--- Begin Provided entries ---
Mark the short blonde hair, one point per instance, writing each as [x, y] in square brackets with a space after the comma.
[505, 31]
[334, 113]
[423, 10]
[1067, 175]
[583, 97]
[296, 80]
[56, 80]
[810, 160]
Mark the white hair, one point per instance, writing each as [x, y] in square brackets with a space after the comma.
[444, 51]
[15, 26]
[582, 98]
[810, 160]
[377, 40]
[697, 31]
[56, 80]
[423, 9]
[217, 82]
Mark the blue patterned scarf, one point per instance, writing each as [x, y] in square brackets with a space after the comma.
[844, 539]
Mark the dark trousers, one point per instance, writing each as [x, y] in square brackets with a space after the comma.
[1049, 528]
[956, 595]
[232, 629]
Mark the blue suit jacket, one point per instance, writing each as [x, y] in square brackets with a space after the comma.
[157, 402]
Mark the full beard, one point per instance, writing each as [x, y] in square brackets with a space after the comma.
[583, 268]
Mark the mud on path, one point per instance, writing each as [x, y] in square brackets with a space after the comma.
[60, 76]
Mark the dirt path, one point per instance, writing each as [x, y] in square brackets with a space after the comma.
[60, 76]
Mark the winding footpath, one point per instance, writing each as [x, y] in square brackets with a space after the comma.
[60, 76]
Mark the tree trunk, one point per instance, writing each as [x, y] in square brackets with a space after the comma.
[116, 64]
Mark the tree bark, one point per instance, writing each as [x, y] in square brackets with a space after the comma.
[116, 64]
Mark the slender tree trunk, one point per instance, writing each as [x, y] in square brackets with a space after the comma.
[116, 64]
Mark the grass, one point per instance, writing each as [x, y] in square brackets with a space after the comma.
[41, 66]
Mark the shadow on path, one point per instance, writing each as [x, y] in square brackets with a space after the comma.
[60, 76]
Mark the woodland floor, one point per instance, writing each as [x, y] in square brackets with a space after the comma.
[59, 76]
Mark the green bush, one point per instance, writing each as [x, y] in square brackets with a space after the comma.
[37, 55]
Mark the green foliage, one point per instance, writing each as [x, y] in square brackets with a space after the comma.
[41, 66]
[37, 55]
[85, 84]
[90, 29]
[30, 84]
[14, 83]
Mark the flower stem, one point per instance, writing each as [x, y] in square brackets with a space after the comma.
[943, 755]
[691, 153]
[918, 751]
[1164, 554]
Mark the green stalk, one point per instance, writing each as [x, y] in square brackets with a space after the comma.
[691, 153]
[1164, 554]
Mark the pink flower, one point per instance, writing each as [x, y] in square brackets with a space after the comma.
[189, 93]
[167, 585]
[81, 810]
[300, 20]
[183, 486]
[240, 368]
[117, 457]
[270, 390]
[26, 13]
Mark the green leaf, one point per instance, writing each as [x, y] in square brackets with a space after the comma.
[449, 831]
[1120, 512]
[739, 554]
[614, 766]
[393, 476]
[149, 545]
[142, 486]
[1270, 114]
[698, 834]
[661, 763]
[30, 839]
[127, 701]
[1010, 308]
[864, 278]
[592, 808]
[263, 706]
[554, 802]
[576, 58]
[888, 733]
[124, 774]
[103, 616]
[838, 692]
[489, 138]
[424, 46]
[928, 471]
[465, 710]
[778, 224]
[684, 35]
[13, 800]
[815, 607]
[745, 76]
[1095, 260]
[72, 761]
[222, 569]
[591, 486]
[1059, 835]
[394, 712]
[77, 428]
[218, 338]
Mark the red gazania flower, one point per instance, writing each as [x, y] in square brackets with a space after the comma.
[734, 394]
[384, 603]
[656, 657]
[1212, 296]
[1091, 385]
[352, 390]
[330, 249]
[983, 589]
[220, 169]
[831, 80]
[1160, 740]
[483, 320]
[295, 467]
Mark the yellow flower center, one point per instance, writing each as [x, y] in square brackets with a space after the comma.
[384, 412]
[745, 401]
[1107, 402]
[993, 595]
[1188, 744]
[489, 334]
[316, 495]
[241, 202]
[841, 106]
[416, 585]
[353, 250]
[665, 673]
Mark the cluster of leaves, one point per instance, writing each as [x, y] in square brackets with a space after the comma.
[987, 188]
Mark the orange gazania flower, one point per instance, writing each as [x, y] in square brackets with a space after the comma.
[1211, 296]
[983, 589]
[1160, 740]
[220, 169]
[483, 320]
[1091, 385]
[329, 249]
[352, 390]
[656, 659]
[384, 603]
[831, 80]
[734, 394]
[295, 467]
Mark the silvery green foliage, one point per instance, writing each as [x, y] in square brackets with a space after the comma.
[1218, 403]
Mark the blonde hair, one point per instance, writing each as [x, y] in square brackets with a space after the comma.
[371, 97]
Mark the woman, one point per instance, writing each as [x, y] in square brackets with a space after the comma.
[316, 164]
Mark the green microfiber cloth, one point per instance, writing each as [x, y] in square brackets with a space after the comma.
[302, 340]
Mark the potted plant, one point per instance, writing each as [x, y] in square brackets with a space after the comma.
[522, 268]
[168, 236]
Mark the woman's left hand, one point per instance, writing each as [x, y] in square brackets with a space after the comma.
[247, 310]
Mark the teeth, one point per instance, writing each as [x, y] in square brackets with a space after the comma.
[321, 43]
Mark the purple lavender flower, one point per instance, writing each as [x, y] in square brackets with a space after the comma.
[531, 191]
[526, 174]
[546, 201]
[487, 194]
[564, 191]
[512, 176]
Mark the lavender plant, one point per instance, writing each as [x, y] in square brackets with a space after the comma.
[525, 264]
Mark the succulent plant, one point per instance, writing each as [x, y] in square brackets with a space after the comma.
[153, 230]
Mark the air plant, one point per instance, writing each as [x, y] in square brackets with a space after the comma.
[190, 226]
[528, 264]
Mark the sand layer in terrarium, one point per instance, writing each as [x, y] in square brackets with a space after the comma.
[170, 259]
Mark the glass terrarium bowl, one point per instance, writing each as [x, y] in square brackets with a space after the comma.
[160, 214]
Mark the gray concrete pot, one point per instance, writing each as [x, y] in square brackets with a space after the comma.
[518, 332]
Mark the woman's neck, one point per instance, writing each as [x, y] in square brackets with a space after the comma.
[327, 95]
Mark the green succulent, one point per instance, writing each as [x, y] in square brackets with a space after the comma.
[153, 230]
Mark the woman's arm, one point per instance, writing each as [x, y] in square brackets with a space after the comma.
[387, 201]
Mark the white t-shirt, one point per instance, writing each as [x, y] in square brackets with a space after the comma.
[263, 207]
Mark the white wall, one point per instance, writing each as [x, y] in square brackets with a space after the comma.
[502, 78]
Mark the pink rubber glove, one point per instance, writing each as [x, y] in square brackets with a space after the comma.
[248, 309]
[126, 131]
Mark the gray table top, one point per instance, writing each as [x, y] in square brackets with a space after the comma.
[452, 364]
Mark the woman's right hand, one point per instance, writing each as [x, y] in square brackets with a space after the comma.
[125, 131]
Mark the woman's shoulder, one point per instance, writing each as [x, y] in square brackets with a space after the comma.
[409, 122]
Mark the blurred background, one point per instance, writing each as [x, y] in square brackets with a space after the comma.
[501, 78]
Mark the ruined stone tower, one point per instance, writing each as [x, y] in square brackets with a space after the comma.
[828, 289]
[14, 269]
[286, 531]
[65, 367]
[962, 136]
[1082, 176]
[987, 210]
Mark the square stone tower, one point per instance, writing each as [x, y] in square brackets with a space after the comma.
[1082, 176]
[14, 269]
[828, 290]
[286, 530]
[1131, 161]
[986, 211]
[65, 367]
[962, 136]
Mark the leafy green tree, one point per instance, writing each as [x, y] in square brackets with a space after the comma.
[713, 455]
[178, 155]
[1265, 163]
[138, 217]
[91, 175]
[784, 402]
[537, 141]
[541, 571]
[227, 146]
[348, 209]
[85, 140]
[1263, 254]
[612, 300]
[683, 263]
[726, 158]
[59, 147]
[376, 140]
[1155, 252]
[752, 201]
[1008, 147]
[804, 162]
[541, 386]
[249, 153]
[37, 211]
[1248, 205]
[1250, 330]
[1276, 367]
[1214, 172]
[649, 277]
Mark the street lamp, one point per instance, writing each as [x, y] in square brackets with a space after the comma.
--- End Provided entries ---
Given problem. Return, unchanged, each line from the line containing "Mark the blurred" through the last line of the material.

Output.
Mark the blurred background, one point per instance, writing each as [x, y] in square brackets with a space after the comma.
[501, 78]
Mark the ruined stone tower, one point per instance, writing each as [x, y] in square brackets with a space after the comma.
[828, 289]
[14, 269]
[286, 531]
[65, 367]
[962, 136]
[1082, 176]
[987, 210]
Mark the square stone tower, one point per instance, writing each as [x, y] in square brackets with a space after the comma.
[1082, 176]
[14, 269]
[828, 290]
[286, 530]
[1131, 161]
[986, 211]
[65, 367]
[962, 136]
Mark the leafy green tree, one point per instance, writing each as [x, y] in square brackets with a space after the comma.
[713, 455]
[178, 155]
[1265, 163]
[138, 217]
[91, 175]
[784, 402]
[537, 141]
[541, 571]
[227, 146]
[348, 209]
[85, 140]
[1263, 254]
[612, 300]
[683, 263]
[726, 158]
[59, 147]
[376, 140]
[1155, 252]
[752, 201]
[1008, 147]
[804, 162]
[541, 386]
[249, 153]
[37, 211]
[1248, 205]
[1250, 330]
[1276, 367]
[1214, 172]
[649, 277]
Mark the street lamp, one point per instance, writing each as [x, y] in square brackets with a space after the comma.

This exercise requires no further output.